§ Problem to work on:
Quote verbatim the stretch of lines from the one containing "the metal roof?" through the one containing "113], [329, 110]]", including both of those lines, and nothing else.

════

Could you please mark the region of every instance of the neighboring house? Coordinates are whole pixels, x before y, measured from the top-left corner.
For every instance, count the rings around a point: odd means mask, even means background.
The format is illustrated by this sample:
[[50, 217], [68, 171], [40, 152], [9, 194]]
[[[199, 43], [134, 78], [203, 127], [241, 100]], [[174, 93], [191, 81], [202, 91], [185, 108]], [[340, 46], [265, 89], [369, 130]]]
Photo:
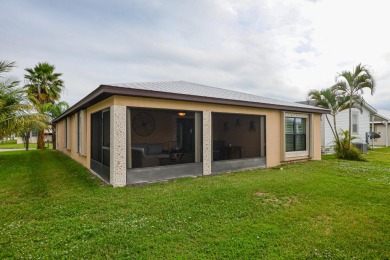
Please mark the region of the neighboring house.
[[[51, 130], [45, 129], [43, 140], [45, 140], [45, 142], [47, 142], [47, 141], [52, 142], [52, 131]], [[30, 131], [29, 143], [36, 144], [37, 141], [38, 141], [38, 130]], [[23, 144], [24, 142], [25, 142], [25, 140], [23, 137], [19, 136], [18, 138], [16, 138], [16, 143]]]
[[[375, 115], [374, 121], [374, 132], [379, 134], [380, 138], [374, 139], [374, 146], [389, 146], [389, 137], [390, 137], [390, 128], [388, 127], [390, 119], [382, 116], [382, 115]], [[372, 129], [372, 128], [371, 128]]]
[[[301, 101], [298, 103], [314, 105], [314, 103], [312, 102], [313, 101]], [[369, 134], [370, 132], [372, 132], [371, 129], [372, 129], [373, 118], [376, 116], [382, 118], [382, 116], [378, 115], [377, 113], [378, 111], [367, 103], [363, 105], [362, 112], [357, 108], [352, 108], [352, 136], [356, 137], [354, 140], [352, 140], [352, 142], [357, 144], [359, 148], [362, 145], [364, 145], [364, 147], [367, 148], [369, 145], [372, 144]], [[328, 115], [328, 118], [333, 127], [333, 117], [331, 115]], [[337, 114], [336, 124], [337, 124], [336, 131], [338, 133], [340, 133], [341, 130], [349, 130], [348, 109], [343, 110]], [[322, 152], [324, 154], [333, 153], [335, 138], [329, 126], [329, 123], [325, 118], [325, 115], [322, 115], [321, 117], [321, 136], [322, 136], [322, 144], [321, 144]], [[366, 150], [365, 148], [364, 150]]]
[[177, 81], [100, 85], [55, 119], [57, 149], [113, 186], [321, 159], [328, 110]]

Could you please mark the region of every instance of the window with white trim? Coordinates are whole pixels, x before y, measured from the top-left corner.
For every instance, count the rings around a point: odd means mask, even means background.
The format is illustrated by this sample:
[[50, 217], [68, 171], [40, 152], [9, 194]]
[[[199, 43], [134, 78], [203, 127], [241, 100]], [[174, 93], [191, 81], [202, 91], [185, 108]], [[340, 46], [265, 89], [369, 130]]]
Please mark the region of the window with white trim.
[[286, 117], [286, 152], [306, 151], [306, 118]]
[[357, 111], [352, 112], [352, 134], [359, 134], [359, 112]]
[[70, 139], [70, 130], [71, 130], [71, 128], [70, 128], [70, 118], [69, 117], [67, 117], [66, 118], [66, 124], [65, 124], [65, 126], [66, 126], [66, 134], [65, 134], [65, 140], [66, 140], [66, 143], [65, 143], [65, 145], [66, 145], [66, 148], [67, 149], [69, 149], [70, 150], [70, 148], [71, 148], [71, 139]]

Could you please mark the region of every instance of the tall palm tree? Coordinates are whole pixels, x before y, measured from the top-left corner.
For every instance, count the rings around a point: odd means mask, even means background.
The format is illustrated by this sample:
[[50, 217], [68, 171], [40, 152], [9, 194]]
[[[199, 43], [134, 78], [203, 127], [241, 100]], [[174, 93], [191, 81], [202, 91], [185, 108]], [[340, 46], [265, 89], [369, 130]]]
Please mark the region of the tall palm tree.
[[45, 114], [49, 116], [50, 118], [50, 125], [52, 130], [52, 142], [53, 142], [53, 149], [56, 149], [56, 129], [53, 124], [53, 120], [57, 117], [59, 117], [63, 112], [65, 112], [69, 108], [69, 104], [65, 101], [61, 101], [55, 104], [47, 103], [43, 106], [43, 110], [45, 111]]
[[4, 76], [2, 76], [1, 73], [10, 72], [13, 67], [15, 67], [14, 61], [1, 60], [0, 61], [0, 77], [3, 78]]
[[18, 87], [19, 81], [3, 75], [14, 65], [14, 62], [0, 61], [0, 139], [27, 127], [41, 127], [46, 120], [29, 103], [25, 91]]
[[[337, 123], [336, 123], [336, 116], [338, 113], [340, 113], [343, 110], [346, 110], [350, 106], [350, 97], [349, 96], [339, 96], [337, 95], [336, 91], [332, 88], [322, 89], [322, 90], [310, 90], [307, 94], [309, 101], [314, 101], [315, 106], [329, 109], [330, 114], [333, 117], [333, 127], [330, 123], [330, 120], [328, 118], [328, 115], [325, 114], [326, 120], [328, 121], [328, 124], [330, 126], [330, 129], [332, 130], [332, 133], [334, 135], [334, 138], [337, 143], [340, 144], [340, 138], [338, 135], [338, 129], [337, 129]], [[357, 106], [356, 104], [359, 100], [359, 97], [354, 96], [352, 98], [352, 107], [358, 108], [360, 111], [362, 111], [361, 106]]]
[[362, 107], [364, 99], [364, 89], [369, 89], [371, 95], [375, 91], [375, 80], [371, 71], [364, 65], [357, 65], [353, 71], [342, 71], [336, 76], [336, 84], [332, 87], [339, 95], [349, 97], [349, 144], [351, 143], [352, 133], [352, 107], [353, 103]]
[[[61, 73], [55, 72], [55, 66], [47, 62], [38, 63], [34, 68], [27, 68], [27, 74], [24, 78], [27, 80], [25, 85], [28, 97], [34, 103], [36, 109], [44, 114], [43, 106], [48, 103], [54, 104], [61, 97], [64, 88], [64, 81], [60, 79]], [[44, 149], [44, 130], [38, 131], [37, 148]]]

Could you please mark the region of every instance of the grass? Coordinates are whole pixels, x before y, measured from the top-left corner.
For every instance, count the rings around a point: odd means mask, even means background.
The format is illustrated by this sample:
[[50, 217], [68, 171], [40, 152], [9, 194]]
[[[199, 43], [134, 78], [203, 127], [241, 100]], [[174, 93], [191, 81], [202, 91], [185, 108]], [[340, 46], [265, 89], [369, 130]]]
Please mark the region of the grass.
[[[24, 149], [24, 148], [26, 148], [24, 144], [17, 144], [16, 140], [0, 142], [0, 149]], [[36, 149], [36, 148], [37, 148], [36, 143], [29, 144], [29, 149]], [[53, 149], [52, 143], [49, 143], [49, 149]]]
[[137, 187], [0, 154], [0, 258], [390, 258], [390, 148]]

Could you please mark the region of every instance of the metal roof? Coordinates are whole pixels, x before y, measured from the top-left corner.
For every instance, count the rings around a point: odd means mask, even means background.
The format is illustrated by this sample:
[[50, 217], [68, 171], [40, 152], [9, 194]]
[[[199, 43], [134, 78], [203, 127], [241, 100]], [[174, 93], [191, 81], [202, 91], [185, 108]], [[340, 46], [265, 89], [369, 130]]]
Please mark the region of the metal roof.
[[315, 106], [280, 101], [272, 98], [261, 97], [243, 92], [209, 87], [186, 81], [169, 82], [140, 82], [103, 84], [92, 91], [82, 100], [70, 107], [62, 115], [54, 120], [72, 115], [82, 109], [96, 104], [112, 95], [125, 95], [136, 97], [152, 97], [190, 102], [204, 102], [224, 105], [246, 106], [279, 109], [286, 111], [329, 113], [329, 110]]
[[[140, 82], [140, 83], [121, 83], [121, 84], [107, 84], [107, 85], [121, 87], [121, 88], [174, 93], [174, 94], [189, 95], [189, 96], [218, 98], [218, 99], [226, 99], [226, 100], [237, 100], [237, 101], [244, 101], [244, 102], [272, 104], [277, 106], [313, 109], [313, 106], [308, 106], [304, 104], [280, 101], [272, 98], [247, 94], [247, 93], [223, 89], [223, 88], [210, 87], [210, 86], [205, 86], [205, 85], [186, 82], [186, 81]], [[322, 109], [318, 108], [318, 111], [321, 110]]]

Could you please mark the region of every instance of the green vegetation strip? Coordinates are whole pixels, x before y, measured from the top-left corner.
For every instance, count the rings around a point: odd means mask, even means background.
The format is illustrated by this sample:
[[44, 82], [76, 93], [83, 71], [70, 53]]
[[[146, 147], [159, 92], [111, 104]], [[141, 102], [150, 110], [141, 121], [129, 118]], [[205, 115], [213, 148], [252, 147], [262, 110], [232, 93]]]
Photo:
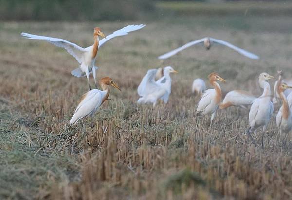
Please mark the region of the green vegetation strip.
[[183, 15], [292, 15], [292, 2], [159, 2], [158, 9]]

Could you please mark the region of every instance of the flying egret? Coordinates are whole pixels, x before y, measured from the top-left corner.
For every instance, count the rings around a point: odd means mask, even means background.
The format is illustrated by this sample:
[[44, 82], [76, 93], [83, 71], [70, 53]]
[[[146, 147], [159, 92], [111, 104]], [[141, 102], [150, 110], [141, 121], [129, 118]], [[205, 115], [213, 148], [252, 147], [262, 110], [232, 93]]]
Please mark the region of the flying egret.
[[277, 126], [280, 130], [280, 133], [287, 133], [292, 128], [292, 116], [289, 105], [286, 99], [284, 91], [288, 88], [292, 88], [292, 87], [288, 86], [286, 83], [282, 82], [282, 77], [279, 76], [278, 78], [277, 92], [279, 95], [282, 101], [282, 106], [280, 108], [277, 116], [276, 122]]
[[207, 89], [205, 81], [201, 79], [196, 79], [193, 82], [192, 92], [195, 95], [202, 96], [203, 92]]
[[255, 54], [254, 54], [251, 52], [249, 52], [244, 49], [237, 47], [237, 46], [234, 46], [229, 42], [221, 40], [220, 40], [215, 39], [214, 38], [206, 37], [203, 39], [198, 40], [197, 40], [192, 41], [190, 42], [187, 43], [183, 46], [175, 49], [171, 51], [163, 54], [158, 57], [158, 59], [167, 59], [179, 52], [180, 51], [182, 51], [183, 50], [186, 49], [190, 46], [193, 46], [195, 44], [202, 44], [204, 45], [207, 50], [210, 49], [211, 46], [214, 43], [219, 44], [220, 45], [226, 46], [229, 47], [235, 51], [237, 51], [240, 54], [242, 54], [243, 56], [246, 56], [248, 58], [252, 59], [258, 59], [259, 57]]
[[70, 124], [75, 124], [79, 120], [84, 117], [89, 116], [92, 118], [101, 104], [108, 100], [110, 95], [110, 85], [121, 90], [110, 77], [103, 78], [100, 80], [99, 84], [103, 90], [93, 89], [82, 95], [75, 113], [70, 120]]
[[255, 145], [256, 142], [251, 133], [256, 129], [262, 126], [262, 147], [264, 148], [263, 140], [265, 131], [274, 111], [274, 106], [271, 101], [271, 92], [270, 84], [266, 82], [274, 77], [266, 72], [260, 74], [258, 77], [259, 86], [264, 89], [262, 94], [254, 100], [249, 114], [249, 127], [246, 133]]
[[246, 109], [245, 106], [251, 105], [256, 98], [244, 90], [232, 90], [225, 95], [219, 108], [225, 109], [232, 105], [241, 106]]
[[210, 123], [211, 127], [216, 113], [216, 110], [222, 99], [221, 88], [216, 81], [226, 82], [226, 80], [220, 77], [218, 73], [216, 72], [211, 73], [208, 77], [210, 83], [214, 87], [214, 89], [209, 89], [203, 93], [203, 96], [199, 102], [197, 108], [197, 119], [198, 116], [201, 114], [203, 115], [211, 114]]
[[[91, 87], [89, 82], [89, 74], [91, 72], [93, 74], [94, 83], [95, 84], [95, 87], [97, 88], [96, 71], [97, 68], [94, 66], [94, 63], [98, 49], [105, 42], [113, 38], [127, 35], [129, 32], [141, 29], [145, 26], [145, 25], [144, 24], [128, 25], [114, 32], [106, 38], [100, 28], [98, 27], [94, 28], [93, 33], [94, 42], [92, 46], [85, 48], [59, 38], [38, 36], [23, 32], [21, 33], [21, 35], [29, 39], [44, 40], [55, 46], [65, 49], [80, 64], [79, 67], [71, 71], [71, 74], [78, 78], [86, 76], [90, 90], [91, 90]], [[104, 38], [99, 40], [99, 36]]]
[[164, 76], [155, 81], [157, 72], [156, 69], [148, 70], [138, 87], [138, 94], [140, 98], [138, 103], [152, 103], [155, 106], [157, 100], [161, 99], [164, 103], [168, 101], [171, 92], [171, 78], [170, 74], [178, 72], [170, 66], [164, 68]]

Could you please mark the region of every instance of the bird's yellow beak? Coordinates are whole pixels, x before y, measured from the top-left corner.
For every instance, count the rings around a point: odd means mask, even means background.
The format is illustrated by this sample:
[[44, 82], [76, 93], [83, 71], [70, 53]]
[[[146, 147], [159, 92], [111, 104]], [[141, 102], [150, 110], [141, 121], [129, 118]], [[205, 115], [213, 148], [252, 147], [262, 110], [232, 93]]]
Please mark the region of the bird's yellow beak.
[[219, 78], [217, 78], [217, 80], [220, 81], [222, 81], [222, 82], [226, 82], [226, 81], [225, 80], [225, 79], [224, 79], [221, 77], [219, 77]]
[[115, 83], [114, 83], [114, 82], [112, 83], [111, 84], [111, 85], [112, 87], [115, 87], [116, 88], [117, 88], [118, 90], [119, 90], [120, 91], [122, 91], [122, 90], [121, 90], [121, 88], [120, 88], [119, 87], [119, 86], [116, 84], [115, 84]]
[[100, 36], [102, 37], [103, 38], [104, 38], [106, 39], [107, 39], [107, 37], [106, 37], [106, 36], [105, 36], [105, 34], [104, 34], [103, 32], [101, 32], [100, 35]]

════

§ Solution for this exercise:
Could you please mark the region of every instance of the metal roof? Coordinates are whole pixels, x before y, measured from the top-left corner.
For every instance, count the rings around a point: odd means mask, even means background.
The format is illustrated by this sample:
[[50, 217], [68, 171], [40, 152], [9, 194]]
[[[199, 43], [134, 78], [203, 127], [241, 100]], [[174, 93], [191, 81], [202, 91], [185, 108]], [[340, 46], [265, 89], [369, 130]]]
Please mark the region of the metal roof.
[[315, 106], [280, 101], [272, 98], [261, 97], [243, 92], [209, 87], [186, 81], [169, 82], [140, 82], [103, 84], [92, 91], [82, 100], [70, 107], [62, 115], [54, 120], [72, 115], [82, 109], [96, 104], [112, 95], [125, 95], [136, 97], [152, 97], [190, 102], [204, 102], [224, 105], [246, 106], [279, 109], [286, 111], [329, 113], [329, 110]]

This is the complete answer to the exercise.